WRITTEN TASK A →
Write out the blog post on honest writing in full, word for word.

I found one of my old blogposts from freshman year, and I couldn’t help but cringe. I thought the bigger the words, the smarter I sounded. Honestly, I’m 3 years older now and I still don’t know what half the words I used mean. I couldn’t help but notice how unauthentic it sounded. It didn’t sound like me. Instead, it sounded more like the direction set on the bottom of a DIY art project on youtube.
I wrote, “What I think complimented my graphic comic was the choice of ink in the final sketch. In my opinion, the final decision of using ink suited the mood of the comic. For instance, the ink chosen was dark… from this, I learned how to draw with a reed stick.”
I learned how to draw with a reed stick. Well, obviously. The medium for the project was a reed stick. It’s a given that I would learn how to draw with a reed pen. I don’t really know what I was going for with the “the mood” part in that. It was a comic about a satanic robot. It kind of sounded like I combined a rhetorical analysis and a direction set into one. Poor choice on my part. That’s not the point of this blogpost though. I was trying so hard to sound smart. I realize now, nothing sounds dumber than trying to sound smart. Blogposts aren’t meant to be genius. Blogposts just have to be honest. Of course blogposts will be tedious, painful, and gruesome if you can’t come to terms with your own process. If you hate a project..write about it. Pretending to enjoy something won’t make you a better artist. Maybe a better liar, but that’s pretty much useless. Unless you have to take a lie detector test, but the chances of that happening are usually pretty rare. Coming to terms with the process of something is probably the most important part of any project. If a project takes away from your velocity and makes you cry.. write about it. Don’t try to sound smart. Don’t try to take away from the honesty of your artistic process. Bigger words don’t make you sound smart. Rhetorical devices don’t make you sound smart either. The truth is you’re probably not as smart as you’re trying to seem. But that’s okay.
The chance of being a genius at 17 is unlikely. I’d rather take my chances with honesty.
Anyway… here are my reed pen drawings. I learned how to draw with a reed pen!

WRITTEN TASK B →
Edit the records below by replacing "ancient ruin" with "stone archway", then reproduce them with all else unchanged and the pictures omitted.

THE DATA →

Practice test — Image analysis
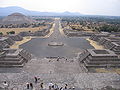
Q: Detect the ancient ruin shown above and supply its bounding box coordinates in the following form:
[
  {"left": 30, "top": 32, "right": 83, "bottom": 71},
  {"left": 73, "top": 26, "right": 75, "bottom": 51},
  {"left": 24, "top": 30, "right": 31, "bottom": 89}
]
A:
[
  {"left": 0, "top": 49, "right": 31, "bottom": 67},
  {"left": 0, "top": 37, "right": 14, "bottom": 48},
  {"left": 79, "top": 49, "right": 120, "bottom": 68}
]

COMPLETE ANSWER A →
I found one of my old blogposts from freshman year, and I couldn’t help but cringe. I thought the bigger the words, the smarter I sounded. Honestly, I’m 3 years older now and I still don’t know what half the words I used mean. I couldn’t help but notice how unauthentic it sounded. It didn’t sound like me. Instead, it sounded more like the direction set on the bottom of a DIY art project on youtube.
I wrote, “What I think complimented my graphic comic was the choice of ink in the final sketch. In my opinion, the final decision of using ink suited the mood of the comic. For instance, the ink chosen was dark… from this, I learned how to draw with a reed stick.”
I learned how to draw with a reed stick. Well, obviously. The medium for the project was a reed stick. It’s a given that I would learn how to draw with a reed pen. I don’t really know what I was going for with the “the mood” part in that. It was a comic about a satanic robot. It kind of sounded like I combined a rhetorical analysis and a direction set into one. Poor choice on my part. That’s not the point of this blogpost though. I was trying so hard to sound smart. I realize now, nothing sounds dumber than trying to sound smart. Blogposts aren’t meant to be genius. Blogposts just have to be honest. Of course blogposts will be tedious, painful, and gruesome if you can’t come to terms with your own process. If you hate a project..write about it. Pretending to enjoy something won’t make you a better artist. Maybe a better liar, but that’s pretty much useless. Unless you have to take a lie detector test, but the chances of that happening are usually pretty rare. Coming to terms with the process of something is probably the most important part of any project. If a project takes away from your velocity and makes you cry.. write about it. Don’t try to sound smart. Don’t try to take away from the honesty of your artistic process. Bigger words don’t make you sound smart. Rhetorical devices don’t make you sound smart either. The truth is you’re probably not as smart as you’re trying to seem. But that’s okay.
The chance of being a genius at 17 is unlikely. I’d rather take my chances with honesty.
Anyway… here are my reed pen drawings. I learned how to draw with a reed pen!

COMPLETE ANSWER B →
Practice test — Image analysis
Q: Detect the stone archway shown above and supply its bounding box coordinates in the following form:
[
  {"left": 30, "top": 32, "right": 83, "bottom": 71},
  {"left": 73, "top": 26, "right": 75, "bottom": 51},
  {"left": 24, "top": 30, "right": 31, "bottom": 89}
]
A:
[
  {"left": 0, "top": 49, "right": 31, "bottom": 67},
  {"left": 0, "top": 37, "right": 14, "bottom": 48},
  {"left": 79, "top": 49, "right": 120, "bottom": 68}
]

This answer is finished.